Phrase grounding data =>
──────────────────────────────

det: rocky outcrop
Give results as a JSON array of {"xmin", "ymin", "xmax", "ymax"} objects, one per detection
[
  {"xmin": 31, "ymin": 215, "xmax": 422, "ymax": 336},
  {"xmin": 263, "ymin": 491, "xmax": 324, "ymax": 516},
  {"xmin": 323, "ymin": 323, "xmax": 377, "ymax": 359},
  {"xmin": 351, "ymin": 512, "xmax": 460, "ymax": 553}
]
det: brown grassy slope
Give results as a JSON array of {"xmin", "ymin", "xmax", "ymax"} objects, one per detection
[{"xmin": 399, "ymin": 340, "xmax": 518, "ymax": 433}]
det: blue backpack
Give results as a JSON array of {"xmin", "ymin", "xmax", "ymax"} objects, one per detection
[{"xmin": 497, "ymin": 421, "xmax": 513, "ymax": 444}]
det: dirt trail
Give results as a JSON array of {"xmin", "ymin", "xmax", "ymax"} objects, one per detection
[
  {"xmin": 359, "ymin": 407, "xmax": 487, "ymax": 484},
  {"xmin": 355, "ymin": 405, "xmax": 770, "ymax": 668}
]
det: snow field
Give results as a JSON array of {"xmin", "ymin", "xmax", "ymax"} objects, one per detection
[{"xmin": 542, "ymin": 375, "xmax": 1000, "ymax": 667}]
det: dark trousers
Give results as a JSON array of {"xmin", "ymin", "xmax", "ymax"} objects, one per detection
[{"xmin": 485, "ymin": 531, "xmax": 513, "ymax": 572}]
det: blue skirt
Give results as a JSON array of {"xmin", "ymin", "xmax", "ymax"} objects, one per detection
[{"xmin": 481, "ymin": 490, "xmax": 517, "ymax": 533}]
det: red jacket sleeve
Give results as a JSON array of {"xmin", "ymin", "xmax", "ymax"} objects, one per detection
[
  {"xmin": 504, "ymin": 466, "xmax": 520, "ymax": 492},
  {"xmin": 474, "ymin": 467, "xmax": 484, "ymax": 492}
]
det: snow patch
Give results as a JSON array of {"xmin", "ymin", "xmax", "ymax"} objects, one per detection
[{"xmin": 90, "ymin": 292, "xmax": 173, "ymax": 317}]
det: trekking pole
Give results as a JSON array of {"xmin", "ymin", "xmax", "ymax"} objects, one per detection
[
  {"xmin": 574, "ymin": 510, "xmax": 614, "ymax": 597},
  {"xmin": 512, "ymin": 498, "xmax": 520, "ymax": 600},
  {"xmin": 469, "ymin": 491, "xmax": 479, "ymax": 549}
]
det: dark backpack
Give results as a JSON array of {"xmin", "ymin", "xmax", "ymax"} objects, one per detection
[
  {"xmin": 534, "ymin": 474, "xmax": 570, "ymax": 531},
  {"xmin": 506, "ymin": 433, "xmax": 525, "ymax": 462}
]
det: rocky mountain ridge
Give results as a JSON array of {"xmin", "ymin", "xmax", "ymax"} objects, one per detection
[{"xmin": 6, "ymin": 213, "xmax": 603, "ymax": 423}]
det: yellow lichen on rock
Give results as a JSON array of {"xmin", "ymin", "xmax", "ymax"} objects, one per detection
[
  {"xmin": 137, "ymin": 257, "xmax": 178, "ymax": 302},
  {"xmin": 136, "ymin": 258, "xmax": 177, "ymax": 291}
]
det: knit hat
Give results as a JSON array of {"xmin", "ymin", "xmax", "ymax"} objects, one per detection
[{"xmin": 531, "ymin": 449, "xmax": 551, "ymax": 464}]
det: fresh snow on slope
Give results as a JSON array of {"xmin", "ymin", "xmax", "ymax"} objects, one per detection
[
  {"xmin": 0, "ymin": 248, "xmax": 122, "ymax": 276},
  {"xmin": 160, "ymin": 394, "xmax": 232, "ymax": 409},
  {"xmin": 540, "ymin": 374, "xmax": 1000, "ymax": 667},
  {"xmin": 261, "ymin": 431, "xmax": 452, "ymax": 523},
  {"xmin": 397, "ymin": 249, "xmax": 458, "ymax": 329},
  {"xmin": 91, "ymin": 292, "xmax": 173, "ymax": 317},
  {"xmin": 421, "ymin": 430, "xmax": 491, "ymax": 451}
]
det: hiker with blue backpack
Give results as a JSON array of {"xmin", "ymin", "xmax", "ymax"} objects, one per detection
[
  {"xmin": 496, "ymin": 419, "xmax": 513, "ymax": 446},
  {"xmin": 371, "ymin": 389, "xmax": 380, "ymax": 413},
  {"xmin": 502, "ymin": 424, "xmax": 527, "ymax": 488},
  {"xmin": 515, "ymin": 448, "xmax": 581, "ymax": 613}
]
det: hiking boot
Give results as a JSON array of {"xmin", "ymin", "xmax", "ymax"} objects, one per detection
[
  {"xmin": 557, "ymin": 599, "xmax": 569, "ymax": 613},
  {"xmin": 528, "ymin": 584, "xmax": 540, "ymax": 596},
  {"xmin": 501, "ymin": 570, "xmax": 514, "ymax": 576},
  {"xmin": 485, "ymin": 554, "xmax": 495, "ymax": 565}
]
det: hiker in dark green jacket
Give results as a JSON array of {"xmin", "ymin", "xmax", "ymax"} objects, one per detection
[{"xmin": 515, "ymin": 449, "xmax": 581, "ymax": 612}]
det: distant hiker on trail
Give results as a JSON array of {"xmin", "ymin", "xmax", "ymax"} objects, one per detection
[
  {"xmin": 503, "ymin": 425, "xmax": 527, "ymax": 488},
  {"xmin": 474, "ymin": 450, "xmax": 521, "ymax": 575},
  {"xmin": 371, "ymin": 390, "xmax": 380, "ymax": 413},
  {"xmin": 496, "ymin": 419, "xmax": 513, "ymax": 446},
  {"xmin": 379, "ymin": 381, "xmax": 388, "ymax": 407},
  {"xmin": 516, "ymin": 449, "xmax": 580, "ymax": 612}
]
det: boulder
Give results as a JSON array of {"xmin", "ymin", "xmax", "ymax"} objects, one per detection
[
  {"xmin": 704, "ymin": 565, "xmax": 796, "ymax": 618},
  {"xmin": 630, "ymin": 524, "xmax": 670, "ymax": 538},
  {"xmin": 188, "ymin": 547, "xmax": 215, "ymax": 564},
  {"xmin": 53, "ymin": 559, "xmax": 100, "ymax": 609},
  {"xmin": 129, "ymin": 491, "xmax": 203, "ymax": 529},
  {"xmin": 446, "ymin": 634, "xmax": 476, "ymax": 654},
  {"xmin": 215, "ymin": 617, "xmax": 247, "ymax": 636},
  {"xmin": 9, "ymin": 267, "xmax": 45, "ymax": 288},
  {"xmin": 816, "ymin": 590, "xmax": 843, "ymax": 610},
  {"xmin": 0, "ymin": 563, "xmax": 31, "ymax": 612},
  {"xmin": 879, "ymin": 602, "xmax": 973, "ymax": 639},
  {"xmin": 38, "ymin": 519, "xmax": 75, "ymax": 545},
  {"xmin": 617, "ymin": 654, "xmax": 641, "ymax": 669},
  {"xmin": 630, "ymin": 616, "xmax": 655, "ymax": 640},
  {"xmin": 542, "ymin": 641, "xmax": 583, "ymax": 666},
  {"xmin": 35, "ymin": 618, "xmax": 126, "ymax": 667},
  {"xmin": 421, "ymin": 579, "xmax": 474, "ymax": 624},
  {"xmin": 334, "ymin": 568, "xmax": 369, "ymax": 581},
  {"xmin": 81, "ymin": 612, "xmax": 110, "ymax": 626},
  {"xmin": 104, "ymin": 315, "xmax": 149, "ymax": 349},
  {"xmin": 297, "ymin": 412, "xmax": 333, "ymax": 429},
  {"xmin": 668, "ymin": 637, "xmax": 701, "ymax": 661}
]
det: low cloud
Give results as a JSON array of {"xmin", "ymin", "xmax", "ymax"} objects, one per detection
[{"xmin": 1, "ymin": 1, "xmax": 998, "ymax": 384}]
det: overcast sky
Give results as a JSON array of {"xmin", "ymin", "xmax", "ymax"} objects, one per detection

──────────────────────────────

Your task => Word for word, output the lines of the data from its first line through the line where "det: dirt trail" appears, and stop there.

Task output =>
det: rocky outcrop
Give results as a JSON array of {"xmin", "ymin", "xmax", "ymax"} objects, one per detection
[
  {"xmin": 31, "ymin": 215, "xmax": 422, "ymax": 336},
  {"xmin": 263, "ymin": 491, "xmax": 324, "ymax": 516},
  {"xmin": 323, "ymin": 323, "xmax": 377, "ymax": 359},
  {"xmin": 351, "ymin": 512, "xmax": 460, "ymax": 553}
]
det: brown grassy slope
Give results as a JSON array of {"xmin", "ymin", "xmax", "ymax"} objects, one per detection
[{"xmin": 399, "ymin": 340, "xmax": 518, "ymax": 433}]
det: blue backpack
Give results as a JSON array of {"xmin", "ymin", "xmax", "ymax"} objects, one per detection
[{"xmin": 497, "ymin": 421, "xmax": 513, "ymax": 444}]
det: dirt trail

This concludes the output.